Task description: Reproduce every line of the material with "provide" switched to "draw" and nothing else changed. Omit the pictures from your answer.

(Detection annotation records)

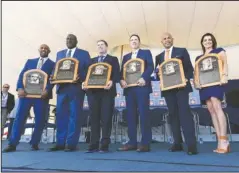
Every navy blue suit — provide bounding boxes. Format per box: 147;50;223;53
88;55;120;146
9;58;55;146
155;47;196;146
56;48;90;148
120;49;154;146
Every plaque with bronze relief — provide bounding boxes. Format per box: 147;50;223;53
123;58;145;87
85;62;112;88
51;57;79;84
158;58;187;91
194;54;223;88
23;69;48;98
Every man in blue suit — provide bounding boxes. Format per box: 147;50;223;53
49;34;90;152
83;40;120;152
155;33;197;155
118;34;154;152
3;44;55;152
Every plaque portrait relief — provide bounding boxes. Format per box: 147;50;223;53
194;54;223;88
23;69;48;98
51;58;79;84
158;58;187;91
123;58;145;87
85;62;112;88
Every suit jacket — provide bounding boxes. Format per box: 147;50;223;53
1;91;15;113
52;48;90;93
155;47;194;96
120;49;154;95
89;54;120;97
17;57;55;99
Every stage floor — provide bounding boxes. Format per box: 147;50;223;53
2;141;239;172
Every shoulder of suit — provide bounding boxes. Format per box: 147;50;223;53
76;48;89;53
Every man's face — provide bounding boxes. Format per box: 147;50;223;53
130;36;140;49
2;84;10;92
39;44;51;58
97;41;108;54
66;34;77;49
161;33;173;49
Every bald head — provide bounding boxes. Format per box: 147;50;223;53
38;44;51;58
161;32;173;49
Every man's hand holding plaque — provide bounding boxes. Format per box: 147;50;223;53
50;58;80;84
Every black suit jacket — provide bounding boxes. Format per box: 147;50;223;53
87;54;120;97
1;92;15;113
155;47;194;96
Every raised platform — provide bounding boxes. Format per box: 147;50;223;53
2;141;239;172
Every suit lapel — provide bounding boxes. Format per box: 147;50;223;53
171;47;176;58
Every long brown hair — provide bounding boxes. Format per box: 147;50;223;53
201;33;217;53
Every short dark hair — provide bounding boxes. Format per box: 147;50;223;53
201;33;217;53
97;40;108;47
129;34;140;42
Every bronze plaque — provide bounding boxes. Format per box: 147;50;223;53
51;58;79;84
158;58;187;91
85;63;112;88
123;58;144;87
23;69;48;98
194;54;222;88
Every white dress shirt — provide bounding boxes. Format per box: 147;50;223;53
164;46;173;59
37;57;48;68
66;47;76;57
2;93;8;108
131;49;139;58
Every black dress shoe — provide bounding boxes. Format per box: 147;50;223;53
86;144;99;153
187;146;198;155
136;145;150;152
48;145;65;151
2;145;16;153
117;144;137;151
99;144;109;153
31;145;39;151
168;144;183;152
64;146;76;152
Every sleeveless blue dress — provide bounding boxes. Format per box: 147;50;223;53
196;48;225;105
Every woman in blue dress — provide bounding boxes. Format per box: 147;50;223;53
195;33;230;153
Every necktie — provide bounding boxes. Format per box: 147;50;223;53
164;50;169;61
98;56;104;62
67;49;71;57
37;58;44;69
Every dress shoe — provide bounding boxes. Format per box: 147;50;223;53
86;144;99;153
31;145;39;151
136;145;150;152
99;144;109;153
118;144;137;151
168;144;183;152
2;145;16;153
48;145;65;151
187;146;198;155
64;146;76;152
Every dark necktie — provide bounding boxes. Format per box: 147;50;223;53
37;58;44;69
67;49;71;57
98;56;104;62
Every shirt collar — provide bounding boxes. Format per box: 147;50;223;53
98;53;107;58
132;49;139;54
164;46;173;52
67;47;76;52
40;57;48;60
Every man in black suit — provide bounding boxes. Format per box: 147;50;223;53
155;33;197;155
1;84;15;136
82;40;120;152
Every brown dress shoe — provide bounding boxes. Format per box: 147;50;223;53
118;144;137;151
137;145;150;152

Full solution:
Every navy blue suit — draw bounding boxes. Format per box: 147;50;223;53
88;55;120;146
9;58;55;146
155;47;196;146
56;48;90;148
120;49;154;146
Every plaque with bronze relief — draw bounding boxes. Format per box: 147;50;223;53
123;58;145;87
85;62;112;88
51;57;79;84
158;58;187;91
194;54;223;88
23;69;48;98
Every man in blue suit — draw bounding boxes. Format per box: 147;50;223;53
49;34;90;152
83;40;120;152
155;33;197;155
118;34;154;152
3;44;55;152
Every plaque portrait relief — draw bounding boxes. Format per box: 147;50;223;53
194;54;223;88
23;69;48;98
51;58;79;84
158;58;187;91
123;58;145;87
85;62;112;88
Every suit jacket — draw bounding boxes. Format per box: 147;50;223;53
1;91;15;113
52;48;90;93
155;47;194;96
120;49;154;95
89;54;120;97
17;57;55;99
Every stage floor — draw bounding boxes. Format per box: 147;50;223;53
2;141;239;172
Every shoulder of suit — draw bounding boxes. Format per box: 147;50;223;53
76;48;89;53
Every man's face — draw bounding boxes. Format per box: 147;50;223;53
130;36;140;49
2;84;10;92
39;44;51;58
97;41;108;54
66;34;77;49
161;33;173;49
Every bald head — draw bounding boxes. Format per box: 147;50;223;53
38;44;51;58
161;32;173;49
Every man's hand holding plaque — draw bounding boxes. Format per box: 147;50;223;53
50;58;80;84
Every black suit jacket — draw bounding boxes. Format per box: 147;50;223;53
87;54;120;97
1;92;15;113
155;47;194;96
Every raised platform — draw bounding boxes. Format per box: 147;50;223;53
2;141;239;172
Every suit lapel — draw bounding boxes. Format per box: 147;50;223;53
171;47;176;58
Every long brown hair — draw bounding boxes. Format per box: 147;50;223;53
201;33;217;53
Every short dark hair — draw bounding boxes. Format per box: 147;50;223;53
201;33;217;53
97;40;108;47
129;34;140;42
Every bronze plaque — draw bounding boxes. Format per box: 147;50;223;53
51;58;79;84
158;58;187;91
85;63;112;88
123;58;144;87
23;69;48;98
194;54;222;88
Every white dress shirt — draw bounding boxes. Format per box: 147;50;223;53
164;46;173;59
37;57;48;68
66;47;76;57
2;93;8;108
131;49;139;58
Every black dress shoe — draw bounding boxes. Format per box: 147;50;223;53
86;144;99;153
187;146;198;155
136;145;150;152
48;145;65;151
2;145;16;153
117;144;137;151
99;144;109;153
31;145;39;151
168;144;183;152
64;146;76;152
Every sleeveless blue dress — draw bounding boxes. Format per box: 147;50;223;53
196;48;225;105
Every woman in blue dress — draw bounding boxes. Format per box: 147;50;223;53
195;33;230;153
Every necktie — draw bounding boxes. Format per box: 147;50;223;53
164;50;169;61
98;56;104;62
67;49;71;57
37;58;44;69
Every dress shoe — draw bounding boxes. Format per box: 147;50;223;53
86;144;99;153
31;145;39;151
136;145;150;152
99;144;109;153
118;144;137;151
168;144;183;152
2;145;16;153
48;145;65;151
187;146;198;155
64;146;76;152
Every dark necktie — draw bounding boxes. Format per box: 147;50;223;53
37;58;44;69
67;49;71;57
98;56;104;62
Every shirt collar — draw bounding boxes. Format per box: 147;50;223;53
98;53;107;58
132;49;139;54
164;46;173;52
67;47;76;52
40;57;48;60
Every man in black suit — draw bounding boxes. Format per box: 147;50;223;53
155;33;197;155
1;84;15;136
82;40;120;152
Every brown dress shoe — draw bounding boxes. Format per box: 147;50;223;53
118;144;137;151
137;145;150;152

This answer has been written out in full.